-- START OF Record set --

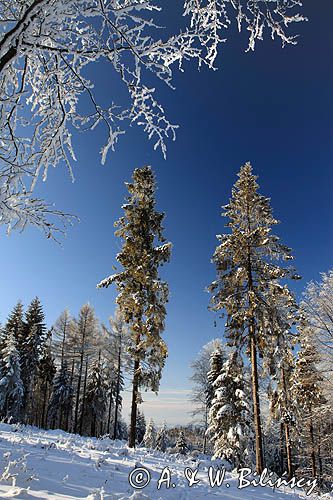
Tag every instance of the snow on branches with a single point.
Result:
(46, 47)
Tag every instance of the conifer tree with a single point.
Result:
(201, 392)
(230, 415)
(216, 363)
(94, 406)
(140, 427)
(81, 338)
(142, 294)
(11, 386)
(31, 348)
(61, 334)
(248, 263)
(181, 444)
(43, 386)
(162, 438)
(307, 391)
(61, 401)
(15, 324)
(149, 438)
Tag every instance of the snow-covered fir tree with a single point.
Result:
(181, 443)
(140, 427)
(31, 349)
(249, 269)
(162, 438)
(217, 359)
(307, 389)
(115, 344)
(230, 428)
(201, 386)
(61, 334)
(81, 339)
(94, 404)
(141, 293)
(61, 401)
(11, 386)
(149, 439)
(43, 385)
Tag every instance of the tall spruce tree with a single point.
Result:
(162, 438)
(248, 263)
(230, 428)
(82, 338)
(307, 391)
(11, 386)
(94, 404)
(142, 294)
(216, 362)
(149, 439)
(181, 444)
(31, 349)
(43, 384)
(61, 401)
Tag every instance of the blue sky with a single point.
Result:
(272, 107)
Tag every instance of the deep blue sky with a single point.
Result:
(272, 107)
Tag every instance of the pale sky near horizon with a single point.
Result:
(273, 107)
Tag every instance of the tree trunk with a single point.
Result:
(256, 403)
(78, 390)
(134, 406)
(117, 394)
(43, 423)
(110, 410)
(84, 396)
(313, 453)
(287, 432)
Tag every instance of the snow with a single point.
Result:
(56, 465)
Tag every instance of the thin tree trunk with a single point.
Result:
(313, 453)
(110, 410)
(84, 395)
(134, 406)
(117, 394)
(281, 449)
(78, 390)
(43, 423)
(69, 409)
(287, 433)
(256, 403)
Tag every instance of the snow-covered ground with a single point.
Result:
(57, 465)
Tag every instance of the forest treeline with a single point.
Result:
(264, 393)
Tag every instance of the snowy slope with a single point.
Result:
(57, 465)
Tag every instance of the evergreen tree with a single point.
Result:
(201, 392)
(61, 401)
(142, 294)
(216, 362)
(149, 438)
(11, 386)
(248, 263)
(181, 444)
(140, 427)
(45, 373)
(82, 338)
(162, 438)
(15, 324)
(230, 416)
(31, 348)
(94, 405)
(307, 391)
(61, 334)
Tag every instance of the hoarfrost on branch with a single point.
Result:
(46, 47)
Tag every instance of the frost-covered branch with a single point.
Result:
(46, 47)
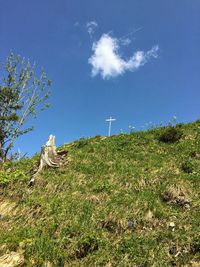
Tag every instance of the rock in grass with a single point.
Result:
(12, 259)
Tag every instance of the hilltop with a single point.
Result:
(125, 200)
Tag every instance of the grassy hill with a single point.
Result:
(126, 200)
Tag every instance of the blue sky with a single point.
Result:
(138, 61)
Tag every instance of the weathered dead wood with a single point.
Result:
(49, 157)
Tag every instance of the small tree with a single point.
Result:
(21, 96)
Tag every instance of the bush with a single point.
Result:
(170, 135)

-- END OF Record set --
-- START OF Record set --

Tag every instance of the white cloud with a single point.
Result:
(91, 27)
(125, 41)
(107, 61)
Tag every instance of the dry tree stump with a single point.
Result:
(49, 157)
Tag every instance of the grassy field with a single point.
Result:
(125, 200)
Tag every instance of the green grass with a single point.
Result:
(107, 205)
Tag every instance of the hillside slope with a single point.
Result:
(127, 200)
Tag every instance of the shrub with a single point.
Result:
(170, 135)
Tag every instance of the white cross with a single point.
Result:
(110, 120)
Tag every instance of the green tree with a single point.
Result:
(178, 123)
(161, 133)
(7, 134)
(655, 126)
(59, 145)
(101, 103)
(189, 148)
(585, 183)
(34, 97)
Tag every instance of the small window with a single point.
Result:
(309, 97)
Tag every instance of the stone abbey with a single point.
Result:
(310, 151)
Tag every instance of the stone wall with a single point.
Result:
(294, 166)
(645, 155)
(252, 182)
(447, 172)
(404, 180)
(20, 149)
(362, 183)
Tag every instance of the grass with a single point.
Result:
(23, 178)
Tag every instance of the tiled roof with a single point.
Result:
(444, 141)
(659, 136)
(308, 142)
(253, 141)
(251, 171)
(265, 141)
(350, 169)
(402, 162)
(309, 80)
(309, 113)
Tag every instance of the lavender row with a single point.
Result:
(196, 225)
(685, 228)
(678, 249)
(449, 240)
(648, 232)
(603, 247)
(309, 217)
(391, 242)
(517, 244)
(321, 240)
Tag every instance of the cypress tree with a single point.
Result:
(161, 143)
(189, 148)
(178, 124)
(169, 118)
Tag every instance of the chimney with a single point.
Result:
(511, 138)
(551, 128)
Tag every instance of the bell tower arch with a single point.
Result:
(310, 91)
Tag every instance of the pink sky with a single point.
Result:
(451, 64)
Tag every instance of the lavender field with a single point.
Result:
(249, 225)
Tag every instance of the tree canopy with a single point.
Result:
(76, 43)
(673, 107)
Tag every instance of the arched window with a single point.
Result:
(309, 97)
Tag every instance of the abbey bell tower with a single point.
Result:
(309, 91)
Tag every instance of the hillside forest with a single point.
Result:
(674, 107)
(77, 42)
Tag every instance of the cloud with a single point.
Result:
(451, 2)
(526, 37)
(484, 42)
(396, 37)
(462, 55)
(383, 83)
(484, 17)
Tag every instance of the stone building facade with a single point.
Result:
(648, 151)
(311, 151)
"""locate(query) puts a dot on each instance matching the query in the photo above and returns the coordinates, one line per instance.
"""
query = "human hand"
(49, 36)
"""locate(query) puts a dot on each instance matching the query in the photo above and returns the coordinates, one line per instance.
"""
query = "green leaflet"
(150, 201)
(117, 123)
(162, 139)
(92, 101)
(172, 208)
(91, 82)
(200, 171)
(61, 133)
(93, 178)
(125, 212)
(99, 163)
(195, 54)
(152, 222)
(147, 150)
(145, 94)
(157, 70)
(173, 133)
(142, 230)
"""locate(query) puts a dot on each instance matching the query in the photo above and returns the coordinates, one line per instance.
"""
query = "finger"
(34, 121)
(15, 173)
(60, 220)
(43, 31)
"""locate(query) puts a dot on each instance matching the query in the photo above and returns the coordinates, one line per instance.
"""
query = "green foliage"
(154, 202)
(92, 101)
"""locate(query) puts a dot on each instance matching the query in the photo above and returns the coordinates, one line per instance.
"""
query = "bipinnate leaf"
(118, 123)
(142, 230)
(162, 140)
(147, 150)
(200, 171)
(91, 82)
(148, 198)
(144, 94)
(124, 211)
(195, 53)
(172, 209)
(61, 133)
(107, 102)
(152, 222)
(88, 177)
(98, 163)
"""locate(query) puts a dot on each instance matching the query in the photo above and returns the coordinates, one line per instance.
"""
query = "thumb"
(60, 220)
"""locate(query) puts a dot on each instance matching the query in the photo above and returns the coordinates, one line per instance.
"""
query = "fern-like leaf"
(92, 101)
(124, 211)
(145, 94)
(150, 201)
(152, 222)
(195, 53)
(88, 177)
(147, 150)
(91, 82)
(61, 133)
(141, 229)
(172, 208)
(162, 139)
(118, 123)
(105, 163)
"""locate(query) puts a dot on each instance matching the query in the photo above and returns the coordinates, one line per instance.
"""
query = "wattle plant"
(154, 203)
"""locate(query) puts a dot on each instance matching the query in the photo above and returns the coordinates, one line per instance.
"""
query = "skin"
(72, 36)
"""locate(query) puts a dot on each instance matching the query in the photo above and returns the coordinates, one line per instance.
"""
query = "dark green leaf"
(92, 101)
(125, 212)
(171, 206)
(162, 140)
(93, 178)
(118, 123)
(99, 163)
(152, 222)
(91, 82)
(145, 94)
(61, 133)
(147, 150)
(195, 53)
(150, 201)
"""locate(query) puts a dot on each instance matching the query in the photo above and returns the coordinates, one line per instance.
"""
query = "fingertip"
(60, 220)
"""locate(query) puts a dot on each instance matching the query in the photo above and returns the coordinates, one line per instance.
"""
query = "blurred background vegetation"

-- END OF Record set --
-- START OF Record set --

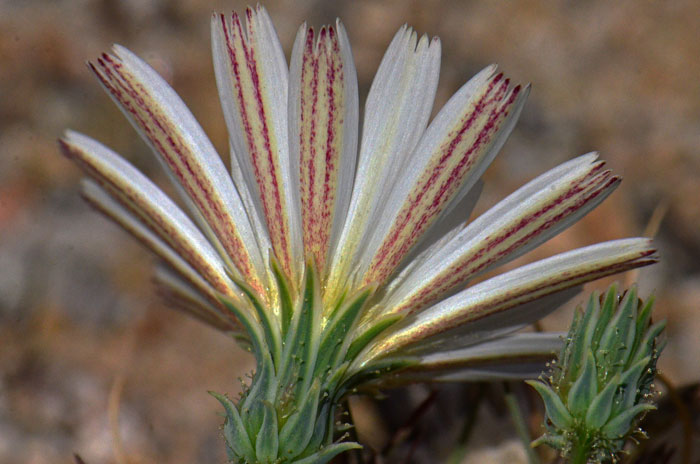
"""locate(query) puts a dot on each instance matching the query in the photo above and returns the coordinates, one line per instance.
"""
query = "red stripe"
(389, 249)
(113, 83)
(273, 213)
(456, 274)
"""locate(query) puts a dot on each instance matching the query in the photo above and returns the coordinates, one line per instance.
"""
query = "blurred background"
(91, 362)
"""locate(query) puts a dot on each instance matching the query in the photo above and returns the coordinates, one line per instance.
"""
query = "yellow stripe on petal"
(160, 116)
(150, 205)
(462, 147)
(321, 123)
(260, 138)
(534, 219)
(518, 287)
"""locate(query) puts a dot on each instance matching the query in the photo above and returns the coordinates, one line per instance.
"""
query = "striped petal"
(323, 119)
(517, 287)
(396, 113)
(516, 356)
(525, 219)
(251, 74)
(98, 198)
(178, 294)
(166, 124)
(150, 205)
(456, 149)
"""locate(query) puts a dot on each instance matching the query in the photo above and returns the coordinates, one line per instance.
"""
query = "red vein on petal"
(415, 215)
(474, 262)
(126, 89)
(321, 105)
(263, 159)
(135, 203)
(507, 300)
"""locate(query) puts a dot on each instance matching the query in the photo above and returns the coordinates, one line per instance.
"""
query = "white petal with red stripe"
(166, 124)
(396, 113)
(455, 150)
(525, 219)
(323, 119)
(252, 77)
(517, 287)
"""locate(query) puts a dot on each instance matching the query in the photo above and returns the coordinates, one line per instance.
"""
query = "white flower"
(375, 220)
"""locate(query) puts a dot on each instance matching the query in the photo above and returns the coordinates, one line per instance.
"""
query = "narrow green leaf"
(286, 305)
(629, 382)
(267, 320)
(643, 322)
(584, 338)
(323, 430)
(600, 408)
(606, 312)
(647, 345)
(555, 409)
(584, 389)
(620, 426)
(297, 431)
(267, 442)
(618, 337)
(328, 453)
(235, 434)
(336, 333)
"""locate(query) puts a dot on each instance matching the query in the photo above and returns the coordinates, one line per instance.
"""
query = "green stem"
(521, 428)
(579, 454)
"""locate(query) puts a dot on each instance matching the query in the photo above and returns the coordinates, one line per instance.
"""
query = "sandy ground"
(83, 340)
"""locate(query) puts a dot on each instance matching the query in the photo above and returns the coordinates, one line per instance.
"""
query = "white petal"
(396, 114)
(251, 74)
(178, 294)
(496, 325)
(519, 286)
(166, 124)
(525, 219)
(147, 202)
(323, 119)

-- END OF Record set --

» What you will do
Find every line in the records above that contains the word "petal" and copy each such line.

» Response below
query = "yellow stripe on petal"
query = "striped petal"
query = "red vein on petal"
query = "white petal with red stripe"
query = "white petal"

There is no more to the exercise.